Work to complete:
The article on becoming a world champion names some everyday activities or classic games that have their own world championships. List every one it names in that group.

----- Passage

How To Become A World Champion In Almost Anything

Coal Carrying
Coal Carrying | © Richard Happer

Becoming a world champion requires decades of dedication and sacrifice. It demands extraordinary talent, nurtured and honed over 10,000 hours, at least. Richard Happer’s new book proves it’s not as unattainable as you may think. Whether it’s cheese rolling, toe wrestling or anything in between, global domination is within reach.
101 Ways to Become a World Champion is the assurance that anybody has the potential to be the world’s best, no matter the age, ability or inexperience. Happer, currently the planet’s 27th best coal carrier, has spent the last two years researching, and sometimes competing in, some of the most bizarre (or incredibly ordinary) competitions. The end result is a how-to guide on international success.

“The principle idea was that you don’t have to be an Olympic athlete or an elite competitor to be a world champion,” Happer said. “There are some events that are random, like Pooh Sticks (the game played in the children’s book Winnie the Pooh where sticks are dropped off a bridge into a river). There were grown men trying to work out optimal angles or trajectory and in the end it was won by a 7-year-old boy. Now he’s the world champion.”

Pooh Sticks world champion, Charlie Roman, 7

The competitions included in the book fall into a few different categories. There are everyday activities, or classic games, that you may never have known had their own world championships – knitting, marbles, stone skimming or sandcastle building.

“There are people who have been doing things for a lifetime but didn’t know that it could be done competitively,” Happer said. “There was a 64-year-old grandmother who has been knitting her whole life, she heard someone say they could do 180 stitches in a minute in the speed knitting world championships. She knew she could do 260-odd, so she entered and won. OK, so she’s not going to win the cheese rolling, but she became a world champion.”

----------
----- Entries

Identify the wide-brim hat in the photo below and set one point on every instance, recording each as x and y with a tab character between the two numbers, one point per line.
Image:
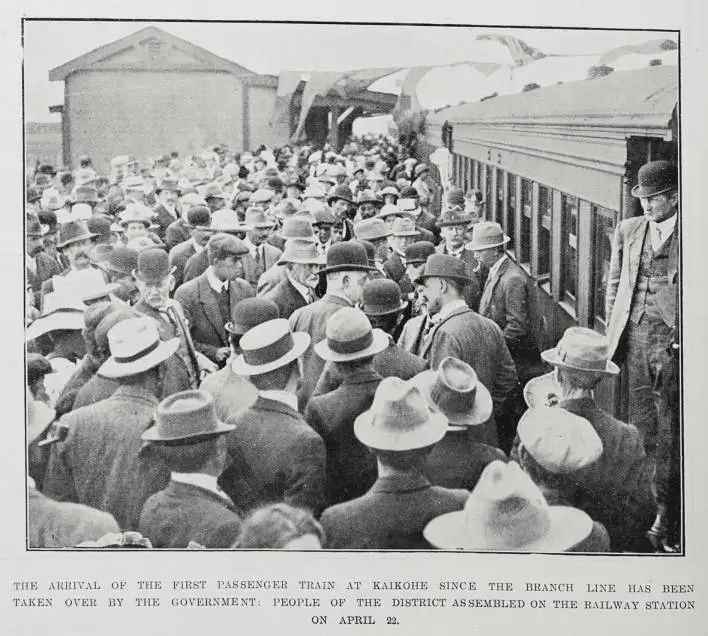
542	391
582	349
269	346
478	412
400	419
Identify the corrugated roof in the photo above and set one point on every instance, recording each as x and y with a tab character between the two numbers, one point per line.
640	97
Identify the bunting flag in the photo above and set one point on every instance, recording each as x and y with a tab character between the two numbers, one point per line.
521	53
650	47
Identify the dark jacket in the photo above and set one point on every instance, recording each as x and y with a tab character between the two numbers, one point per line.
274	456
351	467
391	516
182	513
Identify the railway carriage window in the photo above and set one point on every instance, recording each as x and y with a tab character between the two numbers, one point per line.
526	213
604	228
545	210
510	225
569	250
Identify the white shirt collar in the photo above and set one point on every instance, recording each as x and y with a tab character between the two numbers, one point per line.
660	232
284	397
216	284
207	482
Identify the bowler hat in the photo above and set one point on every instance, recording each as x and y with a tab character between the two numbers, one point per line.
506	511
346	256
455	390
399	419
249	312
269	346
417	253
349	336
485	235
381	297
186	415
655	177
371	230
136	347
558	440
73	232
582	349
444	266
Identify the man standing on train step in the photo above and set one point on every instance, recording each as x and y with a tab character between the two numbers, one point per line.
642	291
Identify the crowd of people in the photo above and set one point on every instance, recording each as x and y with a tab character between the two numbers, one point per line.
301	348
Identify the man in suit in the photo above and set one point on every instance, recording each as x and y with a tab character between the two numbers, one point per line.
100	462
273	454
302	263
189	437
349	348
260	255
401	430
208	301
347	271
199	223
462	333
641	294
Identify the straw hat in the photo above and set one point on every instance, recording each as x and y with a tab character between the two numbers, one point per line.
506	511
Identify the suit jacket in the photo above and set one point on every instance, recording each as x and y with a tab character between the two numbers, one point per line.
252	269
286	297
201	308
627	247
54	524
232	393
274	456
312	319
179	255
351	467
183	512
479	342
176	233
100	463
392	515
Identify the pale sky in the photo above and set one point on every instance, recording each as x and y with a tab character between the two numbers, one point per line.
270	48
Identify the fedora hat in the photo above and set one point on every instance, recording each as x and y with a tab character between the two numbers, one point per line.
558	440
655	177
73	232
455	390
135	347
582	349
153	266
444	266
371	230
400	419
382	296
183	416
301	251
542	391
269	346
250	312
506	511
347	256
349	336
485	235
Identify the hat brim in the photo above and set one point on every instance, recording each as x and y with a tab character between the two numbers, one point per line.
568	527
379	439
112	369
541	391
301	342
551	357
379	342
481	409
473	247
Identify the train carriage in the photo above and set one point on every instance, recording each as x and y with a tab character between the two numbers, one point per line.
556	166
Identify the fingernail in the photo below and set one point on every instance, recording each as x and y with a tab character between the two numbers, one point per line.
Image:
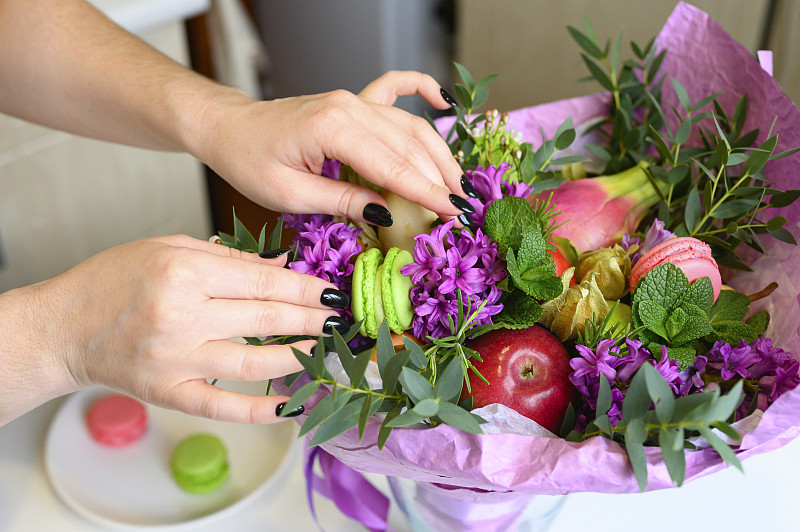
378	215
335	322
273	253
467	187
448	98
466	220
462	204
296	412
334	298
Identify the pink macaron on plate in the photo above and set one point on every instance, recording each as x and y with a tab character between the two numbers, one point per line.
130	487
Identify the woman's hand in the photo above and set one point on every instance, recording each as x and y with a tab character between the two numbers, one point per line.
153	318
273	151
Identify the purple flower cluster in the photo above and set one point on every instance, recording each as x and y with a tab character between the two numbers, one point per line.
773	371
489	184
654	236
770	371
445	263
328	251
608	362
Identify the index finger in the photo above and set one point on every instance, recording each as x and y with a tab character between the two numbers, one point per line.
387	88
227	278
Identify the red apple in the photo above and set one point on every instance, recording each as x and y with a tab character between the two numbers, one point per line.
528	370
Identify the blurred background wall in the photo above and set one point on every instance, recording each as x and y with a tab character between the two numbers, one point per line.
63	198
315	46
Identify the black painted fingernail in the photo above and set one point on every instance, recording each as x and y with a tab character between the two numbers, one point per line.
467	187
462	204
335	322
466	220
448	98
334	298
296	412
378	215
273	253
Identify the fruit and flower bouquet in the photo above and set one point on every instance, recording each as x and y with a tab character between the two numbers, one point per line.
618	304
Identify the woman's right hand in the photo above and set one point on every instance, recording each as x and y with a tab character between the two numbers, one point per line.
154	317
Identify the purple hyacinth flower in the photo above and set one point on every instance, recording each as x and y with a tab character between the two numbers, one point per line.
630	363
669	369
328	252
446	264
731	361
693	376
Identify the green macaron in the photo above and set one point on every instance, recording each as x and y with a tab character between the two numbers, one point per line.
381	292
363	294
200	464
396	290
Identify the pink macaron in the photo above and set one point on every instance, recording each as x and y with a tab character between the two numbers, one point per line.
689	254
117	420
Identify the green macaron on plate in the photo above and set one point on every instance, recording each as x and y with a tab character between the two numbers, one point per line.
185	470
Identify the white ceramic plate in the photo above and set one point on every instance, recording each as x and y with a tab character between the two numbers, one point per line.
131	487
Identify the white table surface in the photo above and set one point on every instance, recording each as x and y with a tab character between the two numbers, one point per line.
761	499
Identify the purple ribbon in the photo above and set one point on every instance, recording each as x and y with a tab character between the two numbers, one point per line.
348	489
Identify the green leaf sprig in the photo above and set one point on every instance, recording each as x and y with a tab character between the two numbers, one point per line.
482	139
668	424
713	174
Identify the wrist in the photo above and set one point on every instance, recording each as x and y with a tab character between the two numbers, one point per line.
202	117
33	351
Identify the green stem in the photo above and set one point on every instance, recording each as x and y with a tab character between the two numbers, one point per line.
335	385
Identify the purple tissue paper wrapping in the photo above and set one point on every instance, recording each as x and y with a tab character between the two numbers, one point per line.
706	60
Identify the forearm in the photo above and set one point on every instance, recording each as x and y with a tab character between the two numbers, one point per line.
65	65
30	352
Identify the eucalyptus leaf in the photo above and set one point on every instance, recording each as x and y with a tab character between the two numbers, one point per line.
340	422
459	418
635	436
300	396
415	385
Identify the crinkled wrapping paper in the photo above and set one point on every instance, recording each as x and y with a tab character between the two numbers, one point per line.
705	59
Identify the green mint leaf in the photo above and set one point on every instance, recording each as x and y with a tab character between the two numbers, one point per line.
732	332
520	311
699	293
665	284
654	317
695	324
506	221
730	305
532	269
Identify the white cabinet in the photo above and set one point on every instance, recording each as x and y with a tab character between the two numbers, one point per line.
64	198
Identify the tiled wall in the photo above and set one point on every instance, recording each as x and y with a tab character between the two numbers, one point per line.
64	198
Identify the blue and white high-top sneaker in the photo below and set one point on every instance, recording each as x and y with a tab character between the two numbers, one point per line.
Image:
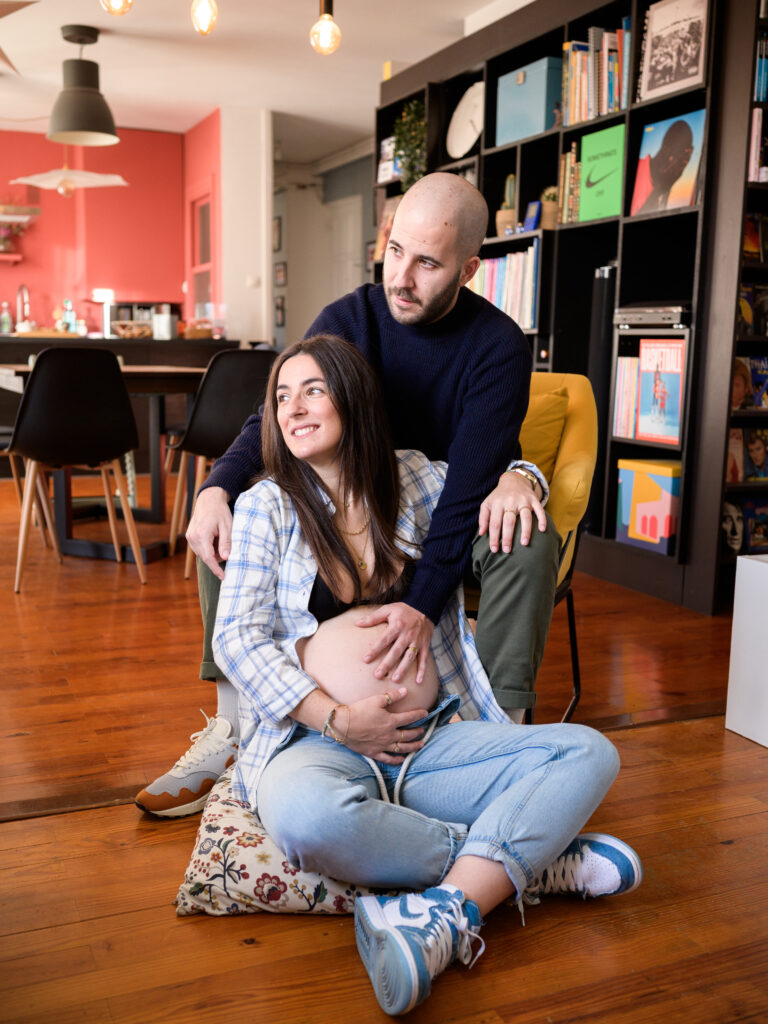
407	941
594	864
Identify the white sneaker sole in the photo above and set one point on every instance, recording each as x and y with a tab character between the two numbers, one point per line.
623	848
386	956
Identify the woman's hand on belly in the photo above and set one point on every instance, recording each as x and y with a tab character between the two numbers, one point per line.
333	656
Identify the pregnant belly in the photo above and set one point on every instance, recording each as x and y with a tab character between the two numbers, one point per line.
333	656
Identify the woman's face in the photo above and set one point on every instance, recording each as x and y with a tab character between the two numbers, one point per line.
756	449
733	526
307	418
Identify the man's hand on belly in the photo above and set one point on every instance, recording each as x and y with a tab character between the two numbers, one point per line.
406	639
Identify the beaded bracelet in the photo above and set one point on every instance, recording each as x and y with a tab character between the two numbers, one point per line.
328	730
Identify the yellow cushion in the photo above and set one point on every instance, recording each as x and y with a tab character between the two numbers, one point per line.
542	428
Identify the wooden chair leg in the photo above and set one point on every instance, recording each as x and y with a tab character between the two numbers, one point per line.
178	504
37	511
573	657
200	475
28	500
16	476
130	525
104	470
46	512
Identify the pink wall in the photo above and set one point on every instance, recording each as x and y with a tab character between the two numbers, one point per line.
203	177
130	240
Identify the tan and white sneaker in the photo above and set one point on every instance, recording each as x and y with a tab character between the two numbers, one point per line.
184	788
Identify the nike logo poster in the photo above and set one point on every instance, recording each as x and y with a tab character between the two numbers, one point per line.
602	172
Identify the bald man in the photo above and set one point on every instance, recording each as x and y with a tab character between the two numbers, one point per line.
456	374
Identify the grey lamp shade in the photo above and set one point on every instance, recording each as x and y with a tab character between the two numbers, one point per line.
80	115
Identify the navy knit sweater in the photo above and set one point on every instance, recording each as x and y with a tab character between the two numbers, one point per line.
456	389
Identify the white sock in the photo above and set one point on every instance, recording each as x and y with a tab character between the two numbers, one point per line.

----------

The answer:
Knitting, marbles, stone skimming, sandcastle building